Material:
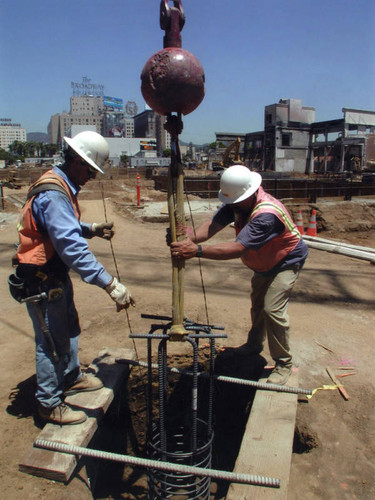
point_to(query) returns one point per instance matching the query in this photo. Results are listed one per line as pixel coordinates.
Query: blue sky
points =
(253, 54)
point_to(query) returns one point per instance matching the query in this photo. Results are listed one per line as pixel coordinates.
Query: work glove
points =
(103, 230)
(119, 294)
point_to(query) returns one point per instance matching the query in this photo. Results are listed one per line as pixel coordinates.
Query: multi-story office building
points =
(10, 132)
(293, 142)
(84, 110)
(150, 124)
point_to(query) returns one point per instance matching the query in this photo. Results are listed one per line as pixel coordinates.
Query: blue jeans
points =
(62, 321)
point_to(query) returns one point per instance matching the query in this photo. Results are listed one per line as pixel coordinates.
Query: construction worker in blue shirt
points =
(53, 241)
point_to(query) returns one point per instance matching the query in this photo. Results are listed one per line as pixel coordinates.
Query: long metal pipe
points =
(224, 378)
(340, 243)
(348, 252)
(160, 465)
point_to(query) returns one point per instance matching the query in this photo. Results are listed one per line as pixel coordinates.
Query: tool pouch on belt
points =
(17, 287)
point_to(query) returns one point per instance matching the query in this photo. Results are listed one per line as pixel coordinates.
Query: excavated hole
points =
(304, 439)
(124, 427)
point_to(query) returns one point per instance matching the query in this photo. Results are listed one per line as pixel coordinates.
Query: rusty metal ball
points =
(173, 81)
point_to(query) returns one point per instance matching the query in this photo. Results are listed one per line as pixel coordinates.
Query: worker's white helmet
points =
(90, 146)
(238, 183)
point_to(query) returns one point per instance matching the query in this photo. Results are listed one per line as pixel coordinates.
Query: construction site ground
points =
(332, 325)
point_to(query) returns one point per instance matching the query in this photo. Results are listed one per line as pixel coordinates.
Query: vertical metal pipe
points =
(162, 356)
(194, 397)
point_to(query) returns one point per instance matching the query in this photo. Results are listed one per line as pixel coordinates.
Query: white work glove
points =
(103, 230)
(120, 294)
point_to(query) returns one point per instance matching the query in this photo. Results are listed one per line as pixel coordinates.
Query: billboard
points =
(112, 102)
(114, 124)
(148, 145)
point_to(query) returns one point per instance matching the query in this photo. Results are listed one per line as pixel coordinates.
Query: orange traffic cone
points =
(299, 222)
(311, 230)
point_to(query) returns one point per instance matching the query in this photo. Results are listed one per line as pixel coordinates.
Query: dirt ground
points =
(332, 325)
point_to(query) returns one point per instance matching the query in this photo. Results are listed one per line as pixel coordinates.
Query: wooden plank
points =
(339, 385)
(58, 466)
(267, 444)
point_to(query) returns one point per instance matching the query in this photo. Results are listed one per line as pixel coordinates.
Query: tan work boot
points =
(85, 384)
(62, 415)
(280, 375)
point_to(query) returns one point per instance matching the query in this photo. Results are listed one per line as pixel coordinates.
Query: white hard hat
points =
(238, 183)
(90, 146)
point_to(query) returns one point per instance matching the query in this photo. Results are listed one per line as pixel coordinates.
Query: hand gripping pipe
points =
(155, 464)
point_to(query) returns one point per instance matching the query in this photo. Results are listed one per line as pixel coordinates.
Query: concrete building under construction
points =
(292, 141)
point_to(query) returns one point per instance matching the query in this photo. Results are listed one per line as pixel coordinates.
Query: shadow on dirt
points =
(123, 429)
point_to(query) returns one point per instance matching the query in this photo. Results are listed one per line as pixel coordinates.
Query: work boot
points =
(280, 374)
(85, 384)
(62, 415)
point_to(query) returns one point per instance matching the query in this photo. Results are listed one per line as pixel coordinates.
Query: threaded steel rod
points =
(234, 380)
(155, 464)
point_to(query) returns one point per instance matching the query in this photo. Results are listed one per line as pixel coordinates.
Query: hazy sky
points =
(253, 54)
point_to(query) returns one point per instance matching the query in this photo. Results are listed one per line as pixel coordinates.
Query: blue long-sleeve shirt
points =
(54, 214)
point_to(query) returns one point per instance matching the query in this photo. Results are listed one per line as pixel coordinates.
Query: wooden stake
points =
(336, 382)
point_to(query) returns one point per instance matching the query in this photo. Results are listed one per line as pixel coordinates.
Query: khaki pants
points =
(269, 313)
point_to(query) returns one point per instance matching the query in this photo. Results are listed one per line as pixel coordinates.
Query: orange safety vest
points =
(273, 252)
(36, 247)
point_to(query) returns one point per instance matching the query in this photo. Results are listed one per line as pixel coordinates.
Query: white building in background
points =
(143, 147)
(10, 132)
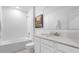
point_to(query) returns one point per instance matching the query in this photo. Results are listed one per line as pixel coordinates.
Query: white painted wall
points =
(74, 19)
(30, 23)
(14, 23)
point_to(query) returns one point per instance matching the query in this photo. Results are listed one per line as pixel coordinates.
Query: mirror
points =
(59, 17)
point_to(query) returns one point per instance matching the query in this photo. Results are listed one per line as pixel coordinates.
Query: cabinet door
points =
(37, 42)
(47, 49)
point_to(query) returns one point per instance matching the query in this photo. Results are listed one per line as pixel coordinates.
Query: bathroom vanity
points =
(54, 44)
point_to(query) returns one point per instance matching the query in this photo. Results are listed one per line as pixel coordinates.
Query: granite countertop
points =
(62, 40)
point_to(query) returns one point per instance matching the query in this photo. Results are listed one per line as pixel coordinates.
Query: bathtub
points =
(12, 46)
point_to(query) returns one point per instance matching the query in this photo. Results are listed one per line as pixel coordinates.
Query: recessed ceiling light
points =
(17, 7)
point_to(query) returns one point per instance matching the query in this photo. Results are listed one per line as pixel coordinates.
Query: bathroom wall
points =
(74, 19)
(0, 21)
(67, 15)
(14, 23)
(30, 23)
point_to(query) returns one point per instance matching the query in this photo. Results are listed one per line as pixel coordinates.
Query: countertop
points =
(62, 40)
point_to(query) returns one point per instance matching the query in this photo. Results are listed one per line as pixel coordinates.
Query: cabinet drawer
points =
(47, 42)
(66, 49)
(47, 49)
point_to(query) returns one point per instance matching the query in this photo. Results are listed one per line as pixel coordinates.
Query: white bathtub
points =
(11, 46)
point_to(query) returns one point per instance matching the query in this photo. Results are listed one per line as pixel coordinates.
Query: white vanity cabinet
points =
(49, 46)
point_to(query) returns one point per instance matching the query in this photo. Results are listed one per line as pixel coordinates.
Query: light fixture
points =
(17, 7)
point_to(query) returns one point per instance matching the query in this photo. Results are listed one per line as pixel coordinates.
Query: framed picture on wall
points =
(39, 21)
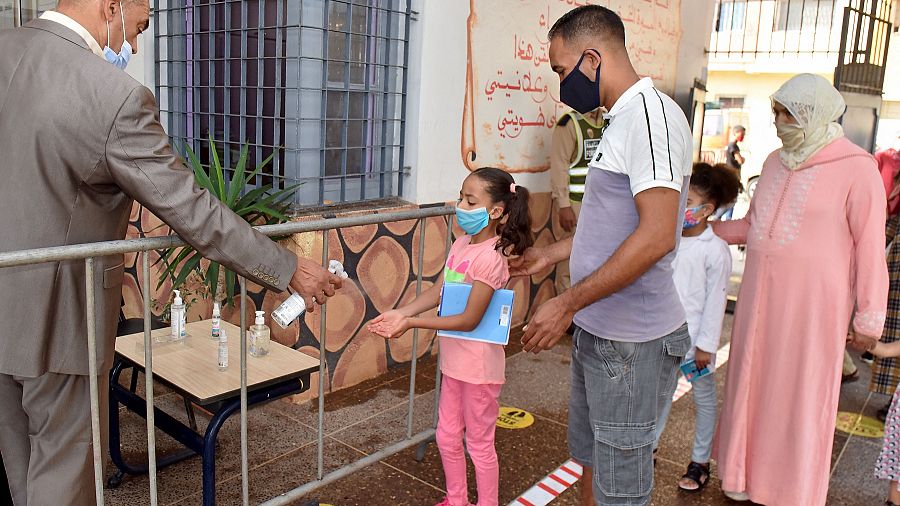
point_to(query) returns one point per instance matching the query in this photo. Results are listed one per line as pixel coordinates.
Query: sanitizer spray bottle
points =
(294, 306)
(177, 318)
(259, 336)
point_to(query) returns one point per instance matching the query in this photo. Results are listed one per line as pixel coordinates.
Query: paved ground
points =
(363, 419)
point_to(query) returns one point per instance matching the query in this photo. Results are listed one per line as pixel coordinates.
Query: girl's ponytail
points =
(515, 230)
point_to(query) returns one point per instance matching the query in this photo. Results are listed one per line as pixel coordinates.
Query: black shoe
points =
(849, 378)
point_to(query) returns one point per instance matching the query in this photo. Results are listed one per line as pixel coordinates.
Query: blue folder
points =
(494, 327)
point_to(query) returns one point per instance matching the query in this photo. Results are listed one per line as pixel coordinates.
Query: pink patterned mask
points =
(690, 217)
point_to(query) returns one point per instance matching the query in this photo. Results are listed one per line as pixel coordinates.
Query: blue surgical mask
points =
(120, 59)
(578, 92)
(472, 221)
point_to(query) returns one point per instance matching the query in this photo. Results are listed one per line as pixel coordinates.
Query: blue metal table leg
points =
(216, 422)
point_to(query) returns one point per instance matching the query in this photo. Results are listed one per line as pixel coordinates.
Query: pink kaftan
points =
(815, 248)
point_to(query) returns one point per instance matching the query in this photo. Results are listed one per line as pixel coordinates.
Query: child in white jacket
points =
(702, 268)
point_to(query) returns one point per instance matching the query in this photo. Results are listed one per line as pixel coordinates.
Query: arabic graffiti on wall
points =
(512, 95)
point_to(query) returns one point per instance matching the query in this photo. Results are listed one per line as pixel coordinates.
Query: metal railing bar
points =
(289, 497)
(415, 347)
(104, 248)
(245, 468)
(320, 450)
(148, 377)
(94, 379)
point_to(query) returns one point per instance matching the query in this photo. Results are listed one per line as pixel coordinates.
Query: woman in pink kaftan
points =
(815, 251)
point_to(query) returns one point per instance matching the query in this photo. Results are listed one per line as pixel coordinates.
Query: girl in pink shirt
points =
(493, 211)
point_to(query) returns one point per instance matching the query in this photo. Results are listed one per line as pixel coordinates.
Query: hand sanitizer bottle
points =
(289, 310)
(217, 321)
(259, 336)
(223, 351)
(294, 306)
(177, 318)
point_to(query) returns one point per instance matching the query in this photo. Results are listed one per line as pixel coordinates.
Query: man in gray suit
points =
(79, 140)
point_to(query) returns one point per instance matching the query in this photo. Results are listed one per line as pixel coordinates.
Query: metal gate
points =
(860, 70)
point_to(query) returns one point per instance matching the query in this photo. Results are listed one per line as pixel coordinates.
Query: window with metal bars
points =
(731, 15)
(799, 14)
(318, 84)
(764, 29)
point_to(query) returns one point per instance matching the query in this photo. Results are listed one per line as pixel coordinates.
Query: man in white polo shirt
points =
(630, 327)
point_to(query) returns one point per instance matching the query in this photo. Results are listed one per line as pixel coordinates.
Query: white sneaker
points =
(737, 496)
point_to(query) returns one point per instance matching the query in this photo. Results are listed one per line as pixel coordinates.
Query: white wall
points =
(437, 84)
(696, 28)
(437, 87)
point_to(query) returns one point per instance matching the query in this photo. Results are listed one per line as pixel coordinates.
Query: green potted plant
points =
(257, 205)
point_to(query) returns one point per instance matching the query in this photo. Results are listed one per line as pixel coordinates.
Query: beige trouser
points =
(45, 437)
(563, 280)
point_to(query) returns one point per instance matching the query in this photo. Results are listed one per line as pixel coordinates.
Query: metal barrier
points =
(88, 252)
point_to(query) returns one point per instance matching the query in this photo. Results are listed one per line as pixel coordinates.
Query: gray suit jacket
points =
(79, 139)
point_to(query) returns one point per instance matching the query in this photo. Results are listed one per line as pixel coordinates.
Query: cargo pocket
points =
(623, 459)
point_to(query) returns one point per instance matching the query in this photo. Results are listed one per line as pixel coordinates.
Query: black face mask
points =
(578, 92)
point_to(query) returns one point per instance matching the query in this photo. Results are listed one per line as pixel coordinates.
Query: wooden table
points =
(190, 368)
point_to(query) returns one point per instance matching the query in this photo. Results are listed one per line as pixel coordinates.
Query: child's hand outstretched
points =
(390, 324)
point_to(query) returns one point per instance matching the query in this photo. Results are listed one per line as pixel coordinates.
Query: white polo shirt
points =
(648, 139)
(647, 144)
(76, 27)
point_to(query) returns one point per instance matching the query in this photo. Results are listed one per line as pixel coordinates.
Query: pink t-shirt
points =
(472, 361)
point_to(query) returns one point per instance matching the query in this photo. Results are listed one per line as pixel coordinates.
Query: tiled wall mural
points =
(382, 263)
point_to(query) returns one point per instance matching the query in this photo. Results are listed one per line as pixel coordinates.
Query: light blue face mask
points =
(120, 59)
(472, 221)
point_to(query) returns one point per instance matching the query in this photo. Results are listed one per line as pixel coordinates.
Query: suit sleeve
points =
(140, 160)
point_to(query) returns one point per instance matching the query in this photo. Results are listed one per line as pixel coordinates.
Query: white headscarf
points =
(816, 105)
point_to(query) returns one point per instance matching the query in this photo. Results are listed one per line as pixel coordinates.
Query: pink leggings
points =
(470, 409)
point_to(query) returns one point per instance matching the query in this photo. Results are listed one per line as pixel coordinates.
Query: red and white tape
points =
(551, 486)
(566, 475)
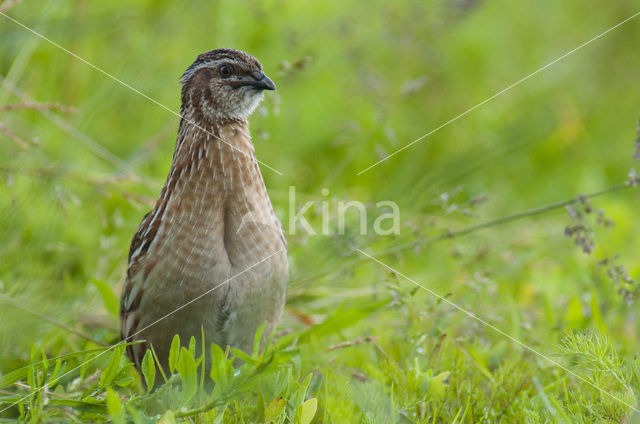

Short exercise:
List every line of the records above that contains the string "shirt", matching case exactly.

Solution to the problem:
Query: construction worker in blue shirt
Query: blue long-sleeve shirt
Query: girl in pink shirt
Query: man in white polo shirt
Query: white polo shirt
Query: pink t-shirt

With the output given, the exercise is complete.